Hi there. First, I'm sorry you have to go through this. I'm quoting you but others might read if they need to.
This sounds similar to what I felt when I was at my lowest. I can only tell you what happened to me, and what I did. Things might work differently for you.
One day, I just woke up feeling miserable. I wanted to sleep forever, and the act of waking up was painful.
I had no reason to feel like that. My life wasn't bad. I was in no danger. Physically, I was healthy. Even my doctor said that after lab examinations.
But instead, I stopped eating. The act of eating disgusted me, and I had to forced down food because I WANTED to stay alive. I had frequent panic attacks over nothing. Even in my own house, on my own soft warm bed.
I didn't want to feel happy. For months, the only wish I had was to feel NOTHING. I just wanted for the pain to stop. I told that to 3 people I trusted. And their replies broke my heart. I understand why they act that way though. In everyone's eyes, I was the brightest person who can stay calm at all time. I'd smile in the toughest situation. I was dependable, not someone who scream for help.
I understood that, when the brain is happy, it sometimes can't comprehend other people's sadness. Others around me can try to empathise, but they are not me. I was lonely, even when I was surrounded by love.
I went to forums for suicide support. I talked to people. I know for a fact that there are many, many others in worse situation than me. I talked to them. But after a while, the relief feeling stopped.
"I'm a lucky person, I should be happy. Then why I feel miserable?".
I went to my doctor again, he gave me medicines. They tasted really bad.
My doctor was afraid that I would depend on the medicine too much, that I'd get addicted to it. That I'd be incapable to feel happy on my own.
Well. My body was in bad state. So I started to use my bicycle everyday.
The first weeks, The bike was for me, heavy and tiresome. Later, working out made me feel better. My body was healthy, and it told my mind that it's healthy too.
I quit drinking medicine. And one day, I woke up... feeling alright. I wasn't disappointed to be "alive". My mood stopped going up and down.
I knew what death is from the age of 4. I had someone in the family dead by suicide. I saw someone jump to their dead. I heard the sound of their body crashed on the ground. I had someone told me he was searching for a good place to die with the happiest smile. I didn't understand that until it was too late. He was bright like the sun, someone who would laugh even at the end of the world. I was foolish to not understand his pain.
So, I'm writing this in case someone else need to hear it.

§ Required action:
Pull the passage of the post that runs from "I went to my" up to and including "happy on my own." out word for word. The entries that follow have no connection to the post.

Object descriptions in free text
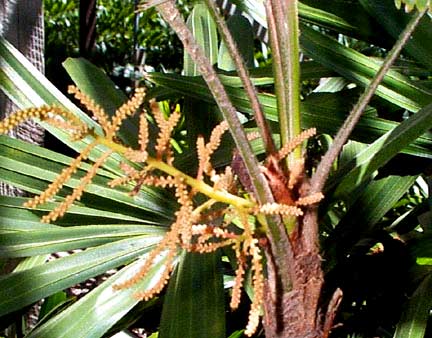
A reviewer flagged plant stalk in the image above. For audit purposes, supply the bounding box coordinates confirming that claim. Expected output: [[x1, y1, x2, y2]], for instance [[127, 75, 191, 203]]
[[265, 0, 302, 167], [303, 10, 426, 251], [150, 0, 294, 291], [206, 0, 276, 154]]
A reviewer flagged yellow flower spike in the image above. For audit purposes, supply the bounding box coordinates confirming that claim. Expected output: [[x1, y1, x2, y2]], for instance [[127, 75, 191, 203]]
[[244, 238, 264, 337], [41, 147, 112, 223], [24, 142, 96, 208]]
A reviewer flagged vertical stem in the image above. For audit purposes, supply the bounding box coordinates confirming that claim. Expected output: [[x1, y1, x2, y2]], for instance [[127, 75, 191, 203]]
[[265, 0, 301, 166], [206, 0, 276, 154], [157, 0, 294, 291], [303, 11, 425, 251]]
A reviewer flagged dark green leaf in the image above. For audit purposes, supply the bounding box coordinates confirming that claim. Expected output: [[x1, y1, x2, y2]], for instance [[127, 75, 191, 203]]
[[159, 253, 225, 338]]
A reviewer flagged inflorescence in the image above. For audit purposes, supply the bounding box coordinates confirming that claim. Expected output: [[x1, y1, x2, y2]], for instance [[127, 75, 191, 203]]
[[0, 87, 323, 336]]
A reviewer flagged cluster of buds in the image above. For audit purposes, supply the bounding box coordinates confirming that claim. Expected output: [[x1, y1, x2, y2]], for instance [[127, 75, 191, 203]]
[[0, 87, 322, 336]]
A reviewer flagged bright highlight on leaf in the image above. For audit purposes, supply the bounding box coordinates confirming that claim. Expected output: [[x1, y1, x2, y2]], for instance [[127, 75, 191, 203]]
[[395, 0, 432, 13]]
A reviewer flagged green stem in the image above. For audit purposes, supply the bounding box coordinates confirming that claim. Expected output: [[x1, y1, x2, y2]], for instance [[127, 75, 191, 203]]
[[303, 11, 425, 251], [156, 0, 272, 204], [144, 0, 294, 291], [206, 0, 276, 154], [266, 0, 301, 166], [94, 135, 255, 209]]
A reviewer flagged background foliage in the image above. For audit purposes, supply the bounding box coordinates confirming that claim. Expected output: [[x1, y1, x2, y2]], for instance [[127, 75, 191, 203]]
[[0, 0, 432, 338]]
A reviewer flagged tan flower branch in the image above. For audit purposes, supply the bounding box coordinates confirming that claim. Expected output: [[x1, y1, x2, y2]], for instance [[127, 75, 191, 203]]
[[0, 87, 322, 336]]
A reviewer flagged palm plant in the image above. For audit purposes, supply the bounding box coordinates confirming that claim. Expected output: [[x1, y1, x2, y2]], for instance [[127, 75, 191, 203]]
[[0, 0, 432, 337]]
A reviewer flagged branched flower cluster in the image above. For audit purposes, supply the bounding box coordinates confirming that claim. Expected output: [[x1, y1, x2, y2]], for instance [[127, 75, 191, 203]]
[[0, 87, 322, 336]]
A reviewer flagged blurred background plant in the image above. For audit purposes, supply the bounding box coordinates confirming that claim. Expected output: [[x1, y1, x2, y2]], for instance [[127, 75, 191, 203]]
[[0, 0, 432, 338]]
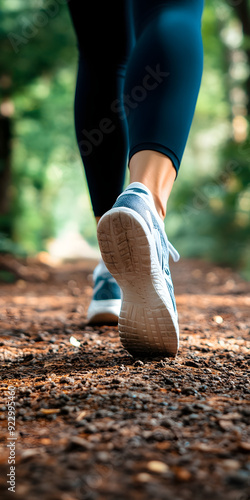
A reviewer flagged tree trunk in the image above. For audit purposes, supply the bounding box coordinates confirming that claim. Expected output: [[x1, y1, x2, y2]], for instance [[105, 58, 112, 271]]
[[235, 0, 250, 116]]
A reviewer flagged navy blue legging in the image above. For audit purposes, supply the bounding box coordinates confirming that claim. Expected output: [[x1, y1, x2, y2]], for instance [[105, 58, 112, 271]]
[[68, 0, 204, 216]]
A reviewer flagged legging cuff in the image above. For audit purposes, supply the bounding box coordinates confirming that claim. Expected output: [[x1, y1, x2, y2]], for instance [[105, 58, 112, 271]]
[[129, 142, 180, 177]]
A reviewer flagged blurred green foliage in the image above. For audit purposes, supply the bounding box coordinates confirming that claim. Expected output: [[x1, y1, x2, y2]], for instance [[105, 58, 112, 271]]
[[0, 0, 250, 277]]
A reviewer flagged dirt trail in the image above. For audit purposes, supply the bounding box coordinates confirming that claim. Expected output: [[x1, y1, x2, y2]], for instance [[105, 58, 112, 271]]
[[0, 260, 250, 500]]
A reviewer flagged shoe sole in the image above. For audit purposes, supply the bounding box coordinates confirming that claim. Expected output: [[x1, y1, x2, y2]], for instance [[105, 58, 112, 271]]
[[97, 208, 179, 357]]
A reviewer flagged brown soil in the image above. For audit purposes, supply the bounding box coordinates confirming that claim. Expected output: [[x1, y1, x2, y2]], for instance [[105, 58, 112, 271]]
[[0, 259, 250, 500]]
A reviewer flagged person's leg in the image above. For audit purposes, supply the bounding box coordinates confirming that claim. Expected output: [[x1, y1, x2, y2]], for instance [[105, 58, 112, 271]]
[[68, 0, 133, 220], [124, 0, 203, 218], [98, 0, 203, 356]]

§ Response area:
I went to my doctor again, he gave me medicines. They tasted really bad.
My doctor was afraid that I would depend on the medicine too much, that I'd get addicted to it. That I'd be incapable to feel happy on my own.